__Contour labeling items__.

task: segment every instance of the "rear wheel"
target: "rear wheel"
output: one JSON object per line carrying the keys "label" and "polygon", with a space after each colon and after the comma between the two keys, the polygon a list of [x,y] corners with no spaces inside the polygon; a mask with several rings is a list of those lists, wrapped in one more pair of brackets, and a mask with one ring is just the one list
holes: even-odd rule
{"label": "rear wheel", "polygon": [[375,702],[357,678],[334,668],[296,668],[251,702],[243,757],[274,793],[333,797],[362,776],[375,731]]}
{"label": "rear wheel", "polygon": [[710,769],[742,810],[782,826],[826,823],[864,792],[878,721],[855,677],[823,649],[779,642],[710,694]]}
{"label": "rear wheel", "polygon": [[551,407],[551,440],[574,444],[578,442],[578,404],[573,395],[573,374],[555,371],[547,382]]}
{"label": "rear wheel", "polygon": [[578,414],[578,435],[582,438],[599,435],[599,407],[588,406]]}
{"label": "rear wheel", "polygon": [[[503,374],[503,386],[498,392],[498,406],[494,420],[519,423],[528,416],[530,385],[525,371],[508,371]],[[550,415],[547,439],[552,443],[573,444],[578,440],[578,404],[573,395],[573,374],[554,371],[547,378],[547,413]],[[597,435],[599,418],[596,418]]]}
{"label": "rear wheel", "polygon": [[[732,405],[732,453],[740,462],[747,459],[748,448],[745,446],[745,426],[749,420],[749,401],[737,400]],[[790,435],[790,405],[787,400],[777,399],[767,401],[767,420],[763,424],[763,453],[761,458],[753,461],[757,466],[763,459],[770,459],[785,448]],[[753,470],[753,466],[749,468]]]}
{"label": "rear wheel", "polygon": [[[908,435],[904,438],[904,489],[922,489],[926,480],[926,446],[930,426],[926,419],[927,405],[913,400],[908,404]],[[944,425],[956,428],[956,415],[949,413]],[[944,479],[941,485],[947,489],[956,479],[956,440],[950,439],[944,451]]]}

__Aim__.
Retype the data exactly as given.

__Full output__.
task: segment every instance of the "rear wheel"
target: "rear wheel"
output: one JSON object per line carrying the keys "label" and "polygon", with a space after each colon and after the comma between the two keys, the polygon a list of [x,y] corners with no spaces inside the polygon; a mask with several rings is a list of those lists, wrapped in one more pair of brackets, and a mask with one ring is just the one list
holes: even-odd rule
{"label": "rear wheel", "polygon": [[375,702],[357,678],[334,668],[296,668],[251,702],[243,757],[274,793],[333,797],[362,776],[375,731]]}
{"label": "rear wheel", "polygon": [[710,769],[742,810],[782,826],[826,823],[864,792],[878,721],[855,677],[823,649],[779,642],[710,694]]}
{"label": "rear wheel", "polygon": [[551,407],[551,440],[574,444],[578,442],[578,404],[573,395],[573,374],[555,371],[547,382]]}
{"label": "rear wheel", "polygon": [[578,414],[578,435],[582,438],[599,435],[599,407],[588,406]]}
{"label": "rear wheel", "polygon": [[[503,374],[503,386],[498,392],[498,406],[494,420],[519,423],[528,416],[530,385],[525,371],[508,371]],[[550,415],[547,439],[552,443],[573,444],[578,440],[578,404],[573,395],[573,374],[554,371],[547,378],[547,413]],[[597,435],[599,418],[596,418]]]}
{"label": "rear wheel", "polygon": [[[732,405],[732,453],[740,462],[747,459],[748,448],[745,446],[745,426],[749,420],[749,401],[737,400]],[[790,435],[790,405],[787,400],[777,399],[767,401],[767,420],[763,424],[763,453],[761,458],[753,461],[757,466],[763,459],[770,459],[785,448]],[[753,470],[753,466],[749,468]]]}
{"label": "rear wheel", "polygon": [[[908,435],[904,438],[904,489],[922,489],[926,480],[926,446],[930,426],[926,419],[927,405],[913,400],[908,404]],[[944,425],[956,428],[956,415],[949,413]],[[944,479],[941,485],[947,489],[956,479],[956,440],[950,439],[944,451]]]}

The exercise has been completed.